## WHAT IS ASKED:
Copy out the rows below, word for word, from the line containing "point: cabinet door handle" through the line containing "column 326, row 171", including both of those lines.

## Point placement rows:
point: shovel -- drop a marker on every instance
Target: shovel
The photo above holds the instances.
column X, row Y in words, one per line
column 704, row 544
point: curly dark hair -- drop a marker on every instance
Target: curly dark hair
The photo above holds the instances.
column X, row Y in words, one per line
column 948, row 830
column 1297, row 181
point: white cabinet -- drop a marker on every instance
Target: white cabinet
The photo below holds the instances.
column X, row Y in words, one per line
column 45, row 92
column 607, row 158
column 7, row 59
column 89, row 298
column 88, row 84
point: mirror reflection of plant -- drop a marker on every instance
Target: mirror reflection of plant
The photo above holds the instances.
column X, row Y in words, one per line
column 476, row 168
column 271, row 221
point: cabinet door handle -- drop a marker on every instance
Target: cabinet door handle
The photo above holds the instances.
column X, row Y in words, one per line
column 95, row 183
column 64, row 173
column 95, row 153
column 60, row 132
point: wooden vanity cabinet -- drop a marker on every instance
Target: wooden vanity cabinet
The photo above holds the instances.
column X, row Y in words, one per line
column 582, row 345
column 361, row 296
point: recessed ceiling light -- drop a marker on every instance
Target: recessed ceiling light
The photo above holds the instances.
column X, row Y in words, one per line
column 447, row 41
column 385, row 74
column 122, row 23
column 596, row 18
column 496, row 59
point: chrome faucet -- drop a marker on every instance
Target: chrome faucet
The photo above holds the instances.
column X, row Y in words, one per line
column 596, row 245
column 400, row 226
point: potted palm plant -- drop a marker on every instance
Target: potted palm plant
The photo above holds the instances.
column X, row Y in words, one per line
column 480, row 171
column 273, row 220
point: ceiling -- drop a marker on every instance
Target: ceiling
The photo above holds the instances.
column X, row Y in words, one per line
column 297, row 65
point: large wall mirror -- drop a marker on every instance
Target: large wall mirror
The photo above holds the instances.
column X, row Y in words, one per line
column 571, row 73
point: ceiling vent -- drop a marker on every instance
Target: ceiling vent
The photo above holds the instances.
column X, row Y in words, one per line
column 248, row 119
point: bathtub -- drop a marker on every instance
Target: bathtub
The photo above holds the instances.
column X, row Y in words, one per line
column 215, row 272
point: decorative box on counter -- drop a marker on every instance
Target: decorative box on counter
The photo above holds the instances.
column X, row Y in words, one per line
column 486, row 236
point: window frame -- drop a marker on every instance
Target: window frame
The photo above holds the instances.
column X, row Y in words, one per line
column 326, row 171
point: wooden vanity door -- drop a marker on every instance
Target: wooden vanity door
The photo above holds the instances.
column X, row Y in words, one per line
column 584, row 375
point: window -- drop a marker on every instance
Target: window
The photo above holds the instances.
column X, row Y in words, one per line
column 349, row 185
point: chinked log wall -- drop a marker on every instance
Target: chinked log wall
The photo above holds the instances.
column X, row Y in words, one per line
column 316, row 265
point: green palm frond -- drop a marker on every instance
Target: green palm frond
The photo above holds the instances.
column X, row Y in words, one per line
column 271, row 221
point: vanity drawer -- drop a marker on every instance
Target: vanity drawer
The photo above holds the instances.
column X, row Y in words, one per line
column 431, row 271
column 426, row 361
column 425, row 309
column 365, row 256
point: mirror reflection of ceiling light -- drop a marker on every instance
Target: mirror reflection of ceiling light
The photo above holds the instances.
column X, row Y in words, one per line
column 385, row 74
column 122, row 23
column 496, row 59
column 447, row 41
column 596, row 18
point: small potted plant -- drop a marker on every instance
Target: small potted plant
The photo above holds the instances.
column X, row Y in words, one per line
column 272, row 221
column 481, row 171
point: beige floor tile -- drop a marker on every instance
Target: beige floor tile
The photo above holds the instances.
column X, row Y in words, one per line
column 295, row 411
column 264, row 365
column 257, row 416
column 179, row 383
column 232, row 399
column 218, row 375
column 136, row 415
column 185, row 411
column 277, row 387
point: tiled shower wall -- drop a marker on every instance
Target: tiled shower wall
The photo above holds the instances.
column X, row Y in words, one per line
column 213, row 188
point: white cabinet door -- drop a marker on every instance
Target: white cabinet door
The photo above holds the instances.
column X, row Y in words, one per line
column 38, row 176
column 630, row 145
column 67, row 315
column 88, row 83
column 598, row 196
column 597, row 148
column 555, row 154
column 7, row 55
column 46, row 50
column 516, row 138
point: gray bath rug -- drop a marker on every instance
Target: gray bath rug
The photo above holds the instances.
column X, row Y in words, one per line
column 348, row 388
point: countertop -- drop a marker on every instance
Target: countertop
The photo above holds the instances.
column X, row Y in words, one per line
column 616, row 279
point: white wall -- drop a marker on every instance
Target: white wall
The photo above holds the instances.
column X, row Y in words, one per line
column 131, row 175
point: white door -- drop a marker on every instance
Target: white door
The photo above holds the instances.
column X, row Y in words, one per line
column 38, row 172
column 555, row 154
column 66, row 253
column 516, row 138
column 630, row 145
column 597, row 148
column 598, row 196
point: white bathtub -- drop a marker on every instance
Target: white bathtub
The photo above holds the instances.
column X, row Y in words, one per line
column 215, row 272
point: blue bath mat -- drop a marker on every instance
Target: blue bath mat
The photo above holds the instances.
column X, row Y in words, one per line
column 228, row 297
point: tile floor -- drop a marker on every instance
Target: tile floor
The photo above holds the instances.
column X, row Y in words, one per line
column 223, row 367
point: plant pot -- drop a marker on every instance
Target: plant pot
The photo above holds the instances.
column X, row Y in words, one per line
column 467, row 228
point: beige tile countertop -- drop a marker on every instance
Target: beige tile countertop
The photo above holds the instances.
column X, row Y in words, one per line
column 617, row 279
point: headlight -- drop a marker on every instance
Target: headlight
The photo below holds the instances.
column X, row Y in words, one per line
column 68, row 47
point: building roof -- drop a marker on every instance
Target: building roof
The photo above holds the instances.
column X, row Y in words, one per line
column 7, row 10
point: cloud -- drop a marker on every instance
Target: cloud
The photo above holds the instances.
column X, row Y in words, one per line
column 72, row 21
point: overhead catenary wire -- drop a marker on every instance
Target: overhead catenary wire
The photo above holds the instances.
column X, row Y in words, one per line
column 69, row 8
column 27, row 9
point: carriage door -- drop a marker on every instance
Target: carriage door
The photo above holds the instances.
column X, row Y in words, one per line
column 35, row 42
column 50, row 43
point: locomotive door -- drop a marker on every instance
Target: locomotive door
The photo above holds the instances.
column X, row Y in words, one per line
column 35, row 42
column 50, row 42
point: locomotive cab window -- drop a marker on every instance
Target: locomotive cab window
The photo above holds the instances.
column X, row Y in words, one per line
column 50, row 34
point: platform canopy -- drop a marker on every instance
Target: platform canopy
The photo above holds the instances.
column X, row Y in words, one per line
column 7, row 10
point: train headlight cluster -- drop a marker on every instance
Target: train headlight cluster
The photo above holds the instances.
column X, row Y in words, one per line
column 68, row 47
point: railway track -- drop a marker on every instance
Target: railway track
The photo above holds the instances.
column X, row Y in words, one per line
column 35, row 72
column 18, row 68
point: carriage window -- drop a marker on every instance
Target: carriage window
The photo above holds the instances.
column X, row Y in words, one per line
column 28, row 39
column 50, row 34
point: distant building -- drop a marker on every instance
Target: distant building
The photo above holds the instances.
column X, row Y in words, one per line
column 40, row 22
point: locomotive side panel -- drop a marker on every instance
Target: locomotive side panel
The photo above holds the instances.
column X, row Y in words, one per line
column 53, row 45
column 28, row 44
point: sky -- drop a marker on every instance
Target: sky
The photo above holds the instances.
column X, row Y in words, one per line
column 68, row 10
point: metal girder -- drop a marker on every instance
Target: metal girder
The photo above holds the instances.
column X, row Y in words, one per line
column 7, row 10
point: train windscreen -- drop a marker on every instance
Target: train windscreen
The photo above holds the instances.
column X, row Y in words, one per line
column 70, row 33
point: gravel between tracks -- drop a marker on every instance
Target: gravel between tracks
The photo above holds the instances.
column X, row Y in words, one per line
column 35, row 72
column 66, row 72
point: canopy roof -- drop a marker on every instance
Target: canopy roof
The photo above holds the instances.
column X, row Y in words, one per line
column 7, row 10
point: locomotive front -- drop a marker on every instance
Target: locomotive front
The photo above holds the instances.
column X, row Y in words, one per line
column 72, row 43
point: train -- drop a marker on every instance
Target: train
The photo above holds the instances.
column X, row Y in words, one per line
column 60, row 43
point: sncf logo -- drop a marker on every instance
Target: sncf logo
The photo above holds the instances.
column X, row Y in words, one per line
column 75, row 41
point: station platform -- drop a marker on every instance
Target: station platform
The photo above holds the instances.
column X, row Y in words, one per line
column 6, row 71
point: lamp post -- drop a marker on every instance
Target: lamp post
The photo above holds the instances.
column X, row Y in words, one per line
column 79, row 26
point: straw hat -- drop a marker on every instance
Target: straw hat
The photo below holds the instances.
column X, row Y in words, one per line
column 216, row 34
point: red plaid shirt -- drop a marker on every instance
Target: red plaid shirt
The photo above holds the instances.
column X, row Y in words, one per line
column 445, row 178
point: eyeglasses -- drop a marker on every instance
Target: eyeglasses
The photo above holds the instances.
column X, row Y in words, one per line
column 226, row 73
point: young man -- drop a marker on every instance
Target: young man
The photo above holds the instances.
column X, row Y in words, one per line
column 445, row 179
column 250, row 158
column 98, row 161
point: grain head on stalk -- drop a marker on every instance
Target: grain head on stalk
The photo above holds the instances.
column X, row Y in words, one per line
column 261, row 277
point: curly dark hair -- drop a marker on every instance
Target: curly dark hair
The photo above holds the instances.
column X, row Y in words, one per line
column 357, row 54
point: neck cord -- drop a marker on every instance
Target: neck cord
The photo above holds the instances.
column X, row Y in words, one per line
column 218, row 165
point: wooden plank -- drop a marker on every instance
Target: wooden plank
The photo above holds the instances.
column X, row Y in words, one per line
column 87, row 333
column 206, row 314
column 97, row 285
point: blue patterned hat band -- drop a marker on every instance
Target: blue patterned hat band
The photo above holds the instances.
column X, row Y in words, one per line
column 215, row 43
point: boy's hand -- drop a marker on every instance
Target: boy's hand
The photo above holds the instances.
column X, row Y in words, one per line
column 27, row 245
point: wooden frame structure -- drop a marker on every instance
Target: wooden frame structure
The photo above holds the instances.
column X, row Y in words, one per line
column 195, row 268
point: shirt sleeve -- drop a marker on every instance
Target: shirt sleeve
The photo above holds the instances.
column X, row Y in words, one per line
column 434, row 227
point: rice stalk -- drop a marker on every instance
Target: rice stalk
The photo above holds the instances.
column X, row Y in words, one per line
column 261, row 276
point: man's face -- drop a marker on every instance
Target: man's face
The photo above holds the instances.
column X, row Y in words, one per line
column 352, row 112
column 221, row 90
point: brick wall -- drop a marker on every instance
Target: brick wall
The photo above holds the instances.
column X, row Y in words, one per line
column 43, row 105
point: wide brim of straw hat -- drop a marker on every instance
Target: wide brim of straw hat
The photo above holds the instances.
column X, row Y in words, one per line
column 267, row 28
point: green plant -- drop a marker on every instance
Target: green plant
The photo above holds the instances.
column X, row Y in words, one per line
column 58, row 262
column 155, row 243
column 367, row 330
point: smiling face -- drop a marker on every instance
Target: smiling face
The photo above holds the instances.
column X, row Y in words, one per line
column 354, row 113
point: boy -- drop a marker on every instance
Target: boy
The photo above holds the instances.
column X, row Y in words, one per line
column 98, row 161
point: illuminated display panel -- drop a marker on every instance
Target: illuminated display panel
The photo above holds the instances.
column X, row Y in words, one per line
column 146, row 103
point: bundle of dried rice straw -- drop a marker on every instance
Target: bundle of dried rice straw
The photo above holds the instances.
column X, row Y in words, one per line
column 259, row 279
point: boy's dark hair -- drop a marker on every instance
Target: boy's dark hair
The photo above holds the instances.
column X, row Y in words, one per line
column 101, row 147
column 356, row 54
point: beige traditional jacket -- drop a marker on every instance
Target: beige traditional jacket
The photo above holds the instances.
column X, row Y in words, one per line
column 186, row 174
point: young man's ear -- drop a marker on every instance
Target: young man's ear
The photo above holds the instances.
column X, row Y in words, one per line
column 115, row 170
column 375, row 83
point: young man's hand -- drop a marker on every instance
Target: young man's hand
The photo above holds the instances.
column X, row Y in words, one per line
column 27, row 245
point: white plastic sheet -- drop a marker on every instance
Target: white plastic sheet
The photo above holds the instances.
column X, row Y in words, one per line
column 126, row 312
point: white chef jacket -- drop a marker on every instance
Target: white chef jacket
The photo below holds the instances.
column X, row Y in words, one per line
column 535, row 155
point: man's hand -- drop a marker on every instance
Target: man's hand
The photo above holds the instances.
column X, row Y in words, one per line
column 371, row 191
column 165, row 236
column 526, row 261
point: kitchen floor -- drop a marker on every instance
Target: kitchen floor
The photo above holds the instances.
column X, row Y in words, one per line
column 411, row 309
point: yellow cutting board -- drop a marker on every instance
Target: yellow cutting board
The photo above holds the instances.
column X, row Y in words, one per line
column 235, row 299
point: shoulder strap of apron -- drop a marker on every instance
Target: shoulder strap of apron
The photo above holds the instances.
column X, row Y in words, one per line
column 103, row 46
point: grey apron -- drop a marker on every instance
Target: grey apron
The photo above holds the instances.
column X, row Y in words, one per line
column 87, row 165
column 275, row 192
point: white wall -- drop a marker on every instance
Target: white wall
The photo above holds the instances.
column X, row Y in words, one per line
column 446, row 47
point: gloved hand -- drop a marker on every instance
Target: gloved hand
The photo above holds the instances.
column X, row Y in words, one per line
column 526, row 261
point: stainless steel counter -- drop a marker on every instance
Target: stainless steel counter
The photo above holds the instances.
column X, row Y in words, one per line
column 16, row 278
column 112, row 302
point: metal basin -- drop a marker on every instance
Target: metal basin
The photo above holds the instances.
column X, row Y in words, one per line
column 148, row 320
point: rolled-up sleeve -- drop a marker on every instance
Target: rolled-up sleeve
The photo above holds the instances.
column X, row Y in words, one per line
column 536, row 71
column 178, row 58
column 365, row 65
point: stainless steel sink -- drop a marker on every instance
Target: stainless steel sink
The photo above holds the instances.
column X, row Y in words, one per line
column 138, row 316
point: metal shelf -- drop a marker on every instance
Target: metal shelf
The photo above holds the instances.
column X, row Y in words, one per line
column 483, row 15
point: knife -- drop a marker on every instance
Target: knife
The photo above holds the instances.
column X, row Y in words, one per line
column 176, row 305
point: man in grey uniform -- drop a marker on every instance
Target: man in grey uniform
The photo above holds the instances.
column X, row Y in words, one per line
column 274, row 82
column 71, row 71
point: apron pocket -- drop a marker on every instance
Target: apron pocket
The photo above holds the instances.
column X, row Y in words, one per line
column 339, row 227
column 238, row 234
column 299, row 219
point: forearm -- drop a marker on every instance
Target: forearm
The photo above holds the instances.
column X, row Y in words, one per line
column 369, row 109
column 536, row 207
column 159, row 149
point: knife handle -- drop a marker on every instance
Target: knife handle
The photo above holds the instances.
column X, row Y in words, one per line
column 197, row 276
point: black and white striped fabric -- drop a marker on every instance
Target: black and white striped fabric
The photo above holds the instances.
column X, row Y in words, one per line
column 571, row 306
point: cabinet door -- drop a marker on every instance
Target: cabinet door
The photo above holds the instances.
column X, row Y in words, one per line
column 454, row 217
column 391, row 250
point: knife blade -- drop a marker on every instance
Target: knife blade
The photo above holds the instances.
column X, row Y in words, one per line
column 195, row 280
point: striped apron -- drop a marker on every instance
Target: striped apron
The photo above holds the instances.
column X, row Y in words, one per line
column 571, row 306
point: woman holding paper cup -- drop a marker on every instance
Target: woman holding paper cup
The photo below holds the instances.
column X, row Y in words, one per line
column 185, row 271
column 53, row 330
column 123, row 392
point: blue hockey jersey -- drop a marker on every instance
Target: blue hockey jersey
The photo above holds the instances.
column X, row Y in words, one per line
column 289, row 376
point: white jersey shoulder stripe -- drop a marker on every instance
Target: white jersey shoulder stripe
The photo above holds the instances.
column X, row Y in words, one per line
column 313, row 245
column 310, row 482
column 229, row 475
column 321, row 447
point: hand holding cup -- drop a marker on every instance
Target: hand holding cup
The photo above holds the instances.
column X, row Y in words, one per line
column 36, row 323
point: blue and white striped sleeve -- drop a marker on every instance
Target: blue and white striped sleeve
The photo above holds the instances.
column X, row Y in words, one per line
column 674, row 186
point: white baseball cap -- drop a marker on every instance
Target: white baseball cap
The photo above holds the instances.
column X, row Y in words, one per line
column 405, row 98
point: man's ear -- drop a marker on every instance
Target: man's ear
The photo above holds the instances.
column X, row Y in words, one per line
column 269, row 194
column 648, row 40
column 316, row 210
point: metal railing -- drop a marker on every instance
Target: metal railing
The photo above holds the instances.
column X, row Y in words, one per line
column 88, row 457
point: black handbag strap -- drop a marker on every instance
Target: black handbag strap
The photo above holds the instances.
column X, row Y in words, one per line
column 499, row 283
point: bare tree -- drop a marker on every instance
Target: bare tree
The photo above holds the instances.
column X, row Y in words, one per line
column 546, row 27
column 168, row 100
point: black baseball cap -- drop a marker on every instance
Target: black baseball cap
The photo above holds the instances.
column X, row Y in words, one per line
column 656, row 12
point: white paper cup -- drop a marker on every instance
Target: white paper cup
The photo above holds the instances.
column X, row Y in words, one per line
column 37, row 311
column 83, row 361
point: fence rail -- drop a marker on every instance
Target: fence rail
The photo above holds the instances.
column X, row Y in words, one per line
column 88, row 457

## RESPONSE TO THE EXERCISE:
point: cabinet door handle -- drop a marker on every instance
Target: cabinet door handle
The photo above holds the instances.
column X, row Y in words, one per line
column 95, row 183
column 64, row 173
column 95, row 153
column 60, row 132
point: wooden vanity cabinet -- drop a marker on every instance
Target: wooden vanity cabinet
The photo above holds the instances.
column X, row Y in words, one per line
column 582, row 345
column 361, row 296
point: recessed ceiling light -- drop a marker on every instance
Target: recessed ceiling light
The photo above holds the instances.
column X, row Y in words, one per line
column 447, row 41
column 385, row 74
column 122, row 23
column 596, row 18
column 496, row 59
point: chrome faucet -- drop a marker on every instance
Target: chrome faucet
The photo above holds the instances.
column X, row Y in words, one per line
column 596, row 245
column 400, row 226
point: potted palm plant -- drop a marker on every instance
Target: potted palm plant
The photo above holds the instances.
column X, row Y in words, one per line
column 480, row 171
column 273, row 220
point: ceiling -- drop a marker on every instance
Target: ceiling
The photo above holds the instances.
column X, row Y in words, one per line
column 297, row 65
point: large wall mirror -- drop a marker on every instance
Target: large wall mirror
The photo above holds the instances.
column X, row Y in words, one per line
column 571, row 73
point: ceiling vent -- drop a marker on every instance
Target: ceiling vent
The photo above holds the instances.
column X, row Y in words, one per line
column 248, row 119
point: bathtub -- drop a marker on every instance
Target: bathtub
The photo above holds the instances.
column X, row Y in words, one per line
column 215, row 272
point: decorative box on counter -- drop a marker on every instance
Target: decorative box on counter
The photo above holds the instances.
column X, row Y in words, one per line
column 486, row 236
point: window frame -- drop a marker on every instance
Target: window frame
The photo above holds the instances.
column X, row Y in words, one per line
column 326, row 171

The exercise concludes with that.